▶ **USING THE INFORMATION**:
[A] In the puppy farming text, explain what purpose any further action the Commission considers after its study would serve.
[B] Revise the puppy farming text between "In the context" and "information to consumers.", inclusive, replacing "dogs and cats" with "companion animals".
[C] According to the puppy farming text, when is the Commission's study on the welfare of dogs and cats expected to be finalized?

▶ **SUPPLIED PASSAGE**:
Puppy farms are similar to factory farms in which dogs are bred purely for profit. The dogs are normally forced to breed too often, and many of the puppies are unhealthy, frequently living in unbearably poor conditions. The puppies are generally removed from their mothers far too early and sent by train or van to dealers or directly to pet shops to meet public demand. Many of the puppies are severely traumatised by the transition, and some do not make it alive.
What actions will the EU take to stop the puppy farming trade?
The Honourable Member is invited to refer to the answers to written questions E-008449/2010, E-008228/2010, E-007168/2012 and E-006489/2013, which address the issues of trade in puppies, their protection during transport and EU competence on this matter.
In the context of the EU strategy for the protection and welfare of animals 2012-2015, the Commission decided to perform a study on the welfare of dogs and cats involved in commercial practices. In the light of this study, which is expected to be finalised in early 2015, the Commission will consider if further action is necessary in order to improve animal welfare and to increase transparency and adequacy of information to consumers.
Where dogs are subject to trade between Member States, the animal health and welfare condition laid down in Directive 92/65/EEC apply. These conditions require, inter alia, a clinical examination of the dogs by an authorised veterinarian before dispatch and an official veterinary certificate attesting that at the time of inspection the animals were in good health and fit to be transported on the intended journey in accordance with the rules on the protection of animals during transport.

▶ **PROVIDED INFORMATION**:

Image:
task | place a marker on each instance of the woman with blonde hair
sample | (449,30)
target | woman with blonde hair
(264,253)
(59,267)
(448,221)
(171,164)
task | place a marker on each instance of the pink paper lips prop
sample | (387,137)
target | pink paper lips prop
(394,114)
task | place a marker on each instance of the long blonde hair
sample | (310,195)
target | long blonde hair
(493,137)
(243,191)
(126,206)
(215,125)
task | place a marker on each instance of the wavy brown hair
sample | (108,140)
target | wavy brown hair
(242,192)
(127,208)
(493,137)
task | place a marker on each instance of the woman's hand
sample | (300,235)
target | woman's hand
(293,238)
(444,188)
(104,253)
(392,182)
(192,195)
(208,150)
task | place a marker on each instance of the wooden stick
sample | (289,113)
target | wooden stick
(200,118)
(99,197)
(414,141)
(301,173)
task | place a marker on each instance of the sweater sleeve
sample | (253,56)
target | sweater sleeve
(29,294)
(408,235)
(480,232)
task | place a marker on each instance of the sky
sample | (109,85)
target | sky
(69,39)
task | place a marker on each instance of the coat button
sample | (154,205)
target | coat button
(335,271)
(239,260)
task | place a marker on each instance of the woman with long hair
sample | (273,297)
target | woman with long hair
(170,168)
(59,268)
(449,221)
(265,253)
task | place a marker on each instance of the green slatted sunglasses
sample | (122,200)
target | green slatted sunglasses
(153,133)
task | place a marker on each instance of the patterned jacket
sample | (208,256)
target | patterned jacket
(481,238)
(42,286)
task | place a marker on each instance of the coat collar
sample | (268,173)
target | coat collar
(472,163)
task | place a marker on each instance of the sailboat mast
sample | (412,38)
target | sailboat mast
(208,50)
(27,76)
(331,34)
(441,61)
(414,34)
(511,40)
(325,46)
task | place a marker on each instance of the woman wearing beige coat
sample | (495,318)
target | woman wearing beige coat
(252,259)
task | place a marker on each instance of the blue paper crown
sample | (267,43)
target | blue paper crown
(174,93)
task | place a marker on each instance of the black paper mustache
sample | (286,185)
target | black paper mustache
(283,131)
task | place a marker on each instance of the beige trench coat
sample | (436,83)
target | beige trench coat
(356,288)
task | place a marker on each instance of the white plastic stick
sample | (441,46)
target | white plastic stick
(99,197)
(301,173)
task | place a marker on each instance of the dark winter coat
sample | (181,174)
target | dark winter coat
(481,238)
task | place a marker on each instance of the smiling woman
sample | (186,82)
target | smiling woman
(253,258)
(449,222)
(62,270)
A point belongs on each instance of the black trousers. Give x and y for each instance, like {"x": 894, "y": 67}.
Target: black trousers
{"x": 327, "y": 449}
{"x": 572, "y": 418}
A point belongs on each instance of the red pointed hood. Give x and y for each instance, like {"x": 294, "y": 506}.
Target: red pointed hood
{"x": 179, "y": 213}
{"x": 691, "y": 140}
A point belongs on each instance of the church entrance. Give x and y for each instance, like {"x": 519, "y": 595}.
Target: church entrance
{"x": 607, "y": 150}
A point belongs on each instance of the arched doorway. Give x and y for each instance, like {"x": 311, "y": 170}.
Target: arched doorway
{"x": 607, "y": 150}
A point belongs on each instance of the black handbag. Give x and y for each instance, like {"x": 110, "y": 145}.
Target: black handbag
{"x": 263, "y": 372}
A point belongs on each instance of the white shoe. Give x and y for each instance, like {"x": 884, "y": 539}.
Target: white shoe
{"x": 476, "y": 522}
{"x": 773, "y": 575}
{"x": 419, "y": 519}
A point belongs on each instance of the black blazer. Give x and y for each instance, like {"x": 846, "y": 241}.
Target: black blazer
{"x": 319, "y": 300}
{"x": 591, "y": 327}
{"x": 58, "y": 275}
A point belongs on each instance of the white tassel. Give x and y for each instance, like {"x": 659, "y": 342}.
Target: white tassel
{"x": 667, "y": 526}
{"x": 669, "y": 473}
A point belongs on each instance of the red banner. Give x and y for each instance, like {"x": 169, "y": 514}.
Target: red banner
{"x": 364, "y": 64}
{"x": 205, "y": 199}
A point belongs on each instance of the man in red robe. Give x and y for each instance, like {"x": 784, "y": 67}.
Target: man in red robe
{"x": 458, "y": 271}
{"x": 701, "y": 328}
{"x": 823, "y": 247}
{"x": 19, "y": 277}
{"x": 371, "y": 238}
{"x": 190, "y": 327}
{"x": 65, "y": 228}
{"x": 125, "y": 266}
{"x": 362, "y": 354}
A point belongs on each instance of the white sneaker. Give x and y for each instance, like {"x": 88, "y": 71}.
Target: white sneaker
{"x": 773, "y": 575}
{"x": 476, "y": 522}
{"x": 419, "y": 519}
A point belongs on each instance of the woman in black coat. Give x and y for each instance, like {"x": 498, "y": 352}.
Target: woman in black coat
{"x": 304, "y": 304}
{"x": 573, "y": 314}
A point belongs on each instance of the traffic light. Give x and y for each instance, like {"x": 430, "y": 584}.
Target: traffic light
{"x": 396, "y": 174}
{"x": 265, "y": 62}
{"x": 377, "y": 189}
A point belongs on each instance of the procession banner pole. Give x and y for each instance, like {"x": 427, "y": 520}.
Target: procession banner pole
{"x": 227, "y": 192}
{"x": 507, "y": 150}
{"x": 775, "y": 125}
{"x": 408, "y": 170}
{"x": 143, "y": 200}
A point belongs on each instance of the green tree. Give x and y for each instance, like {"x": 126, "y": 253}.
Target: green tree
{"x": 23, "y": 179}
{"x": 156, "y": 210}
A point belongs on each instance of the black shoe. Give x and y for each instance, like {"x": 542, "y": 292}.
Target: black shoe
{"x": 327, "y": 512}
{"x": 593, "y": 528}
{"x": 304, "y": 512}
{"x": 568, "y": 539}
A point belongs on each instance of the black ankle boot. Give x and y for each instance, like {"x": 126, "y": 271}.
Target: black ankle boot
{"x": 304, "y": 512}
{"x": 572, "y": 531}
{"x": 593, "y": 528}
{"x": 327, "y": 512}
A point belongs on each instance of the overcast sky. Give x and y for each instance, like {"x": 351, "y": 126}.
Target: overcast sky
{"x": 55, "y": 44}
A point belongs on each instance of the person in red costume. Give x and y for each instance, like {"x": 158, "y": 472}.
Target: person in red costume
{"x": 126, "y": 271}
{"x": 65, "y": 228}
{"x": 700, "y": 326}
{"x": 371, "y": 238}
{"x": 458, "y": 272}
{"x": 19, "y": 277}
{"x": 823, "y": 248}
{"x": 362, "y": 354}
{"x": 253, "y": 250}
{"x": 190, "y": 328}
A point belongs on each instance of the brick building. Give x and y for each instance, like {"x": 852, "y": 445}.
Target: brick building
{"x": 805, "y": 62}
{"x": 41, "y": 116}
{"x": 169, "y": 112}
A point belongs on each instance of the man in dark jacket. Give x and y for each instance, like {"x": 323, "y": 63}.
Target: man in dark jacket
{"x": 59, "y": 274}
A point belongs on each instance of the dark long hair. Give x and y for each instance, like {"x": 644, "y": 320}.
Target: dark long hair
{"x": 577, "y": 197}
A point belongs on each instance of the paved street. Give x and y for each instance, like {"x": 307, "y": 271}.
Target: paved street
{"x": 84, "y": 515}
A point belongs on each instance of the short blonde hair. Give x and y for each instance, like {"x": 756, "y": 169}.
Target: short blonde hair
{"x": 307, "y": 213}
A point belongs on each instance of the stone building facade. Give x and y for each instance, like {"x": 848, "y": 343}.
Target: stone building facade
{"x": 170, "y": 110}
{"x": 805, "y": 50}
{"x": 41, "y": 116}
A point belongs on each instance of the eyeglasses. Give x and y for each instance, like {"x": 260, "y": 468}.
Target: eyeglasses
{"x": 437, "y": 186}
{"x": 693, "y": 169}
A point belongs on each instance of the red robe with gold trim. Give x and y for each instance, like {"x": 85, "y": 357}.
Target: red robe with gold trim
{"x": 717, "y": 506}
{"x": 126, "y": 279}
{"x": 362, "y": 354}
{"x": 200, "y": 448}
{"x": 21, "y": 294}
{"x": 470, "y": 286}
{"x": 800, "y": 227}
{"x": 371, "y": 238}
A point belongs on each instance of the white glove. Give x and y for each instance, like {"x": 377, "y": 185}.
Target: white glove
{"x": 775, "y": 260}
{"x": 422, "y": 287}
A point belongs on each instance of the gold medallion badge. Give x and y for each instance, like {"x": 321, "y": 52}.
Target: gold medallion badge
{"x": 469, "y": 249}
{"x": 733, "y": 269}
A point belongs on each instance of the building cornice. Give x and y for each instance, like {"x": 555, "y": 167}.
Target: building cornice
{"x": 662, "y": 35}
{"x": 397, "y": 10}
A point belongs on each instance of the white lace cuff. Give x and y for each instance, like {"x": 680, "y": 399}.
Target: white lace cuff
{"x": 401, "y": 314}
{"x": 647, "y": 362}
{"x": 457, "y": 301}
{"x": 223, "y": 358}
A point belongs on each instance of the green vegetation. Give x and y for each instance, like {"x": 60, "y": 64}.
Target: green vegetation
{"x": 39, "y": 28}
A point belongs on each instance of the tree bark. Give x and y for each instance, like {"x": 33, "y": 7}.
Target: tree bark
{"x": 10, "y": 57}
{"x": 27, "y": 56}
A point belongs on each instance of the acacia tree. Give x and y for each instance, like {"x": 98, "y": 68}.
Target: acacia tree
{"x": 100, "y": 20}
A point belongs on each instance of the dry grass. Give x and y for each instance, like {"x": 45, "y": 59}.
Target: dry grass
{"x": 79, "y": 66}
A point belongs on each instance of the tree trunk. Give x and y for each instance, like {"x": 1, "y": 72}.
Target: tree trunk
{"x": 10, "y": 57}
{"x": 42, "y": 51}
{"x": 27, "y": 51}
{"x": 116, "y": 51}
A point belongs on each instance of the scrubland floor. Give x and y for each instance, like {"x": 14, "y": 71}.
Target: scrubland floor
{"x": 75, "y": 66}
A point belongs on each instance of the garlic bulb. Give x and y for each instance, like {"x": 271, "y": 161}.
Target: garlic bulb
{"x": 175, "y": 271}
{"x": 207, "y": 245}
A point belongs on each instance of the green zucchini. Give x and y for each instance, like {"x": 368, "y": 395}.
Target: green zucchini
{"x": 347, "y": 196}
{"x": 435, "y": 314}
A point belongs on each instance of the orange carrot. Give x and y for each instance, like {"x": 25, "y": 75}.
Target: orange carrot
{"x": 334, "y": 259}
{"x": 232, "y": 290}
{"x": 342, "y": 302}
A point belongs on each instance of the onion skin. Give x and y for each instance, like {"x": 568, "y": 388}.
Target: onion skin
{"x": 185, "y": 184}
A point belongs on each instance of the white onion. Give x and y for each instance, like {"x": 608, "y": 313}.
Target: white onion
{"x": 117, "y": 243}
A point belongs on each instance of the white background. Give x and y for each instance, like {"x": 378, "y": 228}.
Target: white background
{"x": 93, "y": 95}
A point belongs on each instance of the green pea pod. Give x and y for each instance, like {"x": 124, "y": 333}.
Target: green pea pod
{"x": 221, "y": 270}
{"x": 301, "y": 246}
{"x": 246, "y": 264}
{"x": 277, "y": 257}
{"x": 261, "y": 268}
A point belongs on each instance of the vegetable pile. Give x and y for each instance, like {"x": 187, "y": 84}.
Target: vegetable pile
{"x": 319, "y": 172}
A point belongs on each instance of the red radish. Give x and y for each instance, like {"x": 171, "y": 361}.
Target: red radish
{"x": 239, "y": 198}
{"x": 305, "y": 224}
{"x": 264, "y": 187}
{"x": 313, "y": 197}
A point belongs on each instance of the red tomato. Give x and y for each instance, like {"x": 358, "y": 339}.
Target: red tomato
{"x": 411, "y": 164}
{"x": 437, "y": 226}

▶ **SET OF ANSWERS**:
[A] Further action would aim to improve animal welfare and to make information to consumers more transparent and adequate. The Commission will weigh such action in light of its study on the welfare of dogs and cats in commercial practices.

[B]
In the context of the EU strategy for the protection and welfare of animals 2012-2015, the Commission decided to perform a study on the welfare of companion animals involved in commercial practices. In the light of this study, which is expected to be finalised in early 2015, the Commission will consider if further action is necessary in order to improve animal welfare and to increase transparency and adequacy of information to consumers.

[C] In early 2015.